--- start Excerpt to read ---

Strike is very stylish, and a surprisingly intense puppy. It's eye catching.


----------



## Remaru (Mar 16, 2014)

Her face!!! That last picture, wow! I am glad her ears are standing now so you don't have to worry about them.


----------



## bowie (Apr 26, 2010)

Such great looking pups. Congrats


----------



## BostonBullMama (Apr 20, 2013)

Striker is GORGEOUS. Meep is also super cute <3 They're great looking dogs.


----------



## cookieface (Jul 6, 2011)

Xeph said:


> 13.5 weeks of age


Ears are nice, but look at that little tongue! Such a pretty girl.


----------



## ChaosIsAWeim (Feb 12, 2011)

Meep is gorgeous, you are going to have a lot of fun with her Xeph.


----------



## fourdogs (Feb 3, 2014)

Gorgeous pups!


----------



## Damon'sMom (Aug 2, 2011)

Mikasa is beautiful, when do you plan on starting shows with her?


----------



## Xeph (May 7, 2007)

End of January. The judge that gave Wesson two majors will be at a local show and he is good with puppies. The show is generally pretty small, too. So maybe I'll get lucky and will take home a pointed puppy


----------



## Kayota (Aug 14, 2009)

Good luck!!


----------



## cookieface (Jul 6, 2011)

Xeph said:


> End of January. The judge that gave Wesson two majors will be at a local show and he is good with puppies. The show is generally pretty small, too. So maybe I'll get lucky and will take home a pointed puppy


With gorgeous Mikasa, I don't think you'll need luck.


----------



## Xeph (May 7, 2007)

Her three siblings will also be entered LOL


----------



## BostonBullMama (Apr 20, 2013)

Xeph said:


> Her three siblings will also be entered LOL


That'll be cool to see the three of them put against each other!


----------



## Sibe (Nov 21, 2010)

I hate when I miss threads like this! I'll be following forever now... Puppy!!!!!!


----------



## Xeph (May 7, 2007)

BostonBullMama said:


> That'll be cool to see the three of them put against each other!


Four  Two brothers, a sister, and Meep 

Look! It's Ouzo!


----------



## tirluc (Aug 29, 2006)

I like Ouzo!!!!


----------



## Xeph (May 7, 2007)

Ouzo is a pretty cool dude from what I hear. I haven't gotten to see him since he left. Hopefully I'll see him soon


----------



## SDRRanger (May 2, 2013)

When you stack a gsd, is it always the same leg that goes back at the right angle ?


----------



## Xeph (May 7, 2007)

Yup, always the same  Their left side is their "Show side" so the left rear leg always goes back


----------



## SDRRanger (May 2, 2013)

--- end Excerpt to read ---
--- start Provided material ---

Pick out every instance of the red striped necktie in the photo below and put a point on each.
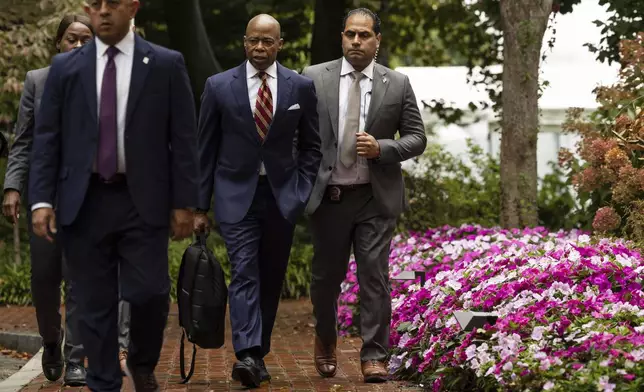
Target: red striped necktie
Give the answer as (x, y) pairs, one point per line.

--- end Provided material ---

◆ Work to do ◆
Could you transcribe the puppy thread word for word, starting with "Ouzo is a pretty" and going on through "right angle ?"?

◆ Written solution ◆
Ouzo is a pretty cool dude from what I hear. I haven't gotten to see him since he left. Hopefully I'll see him soon


----------



## SDRRanger (May 2, 2013)

When you stack a gsd, is it always the same leg that goes back at the right angle ?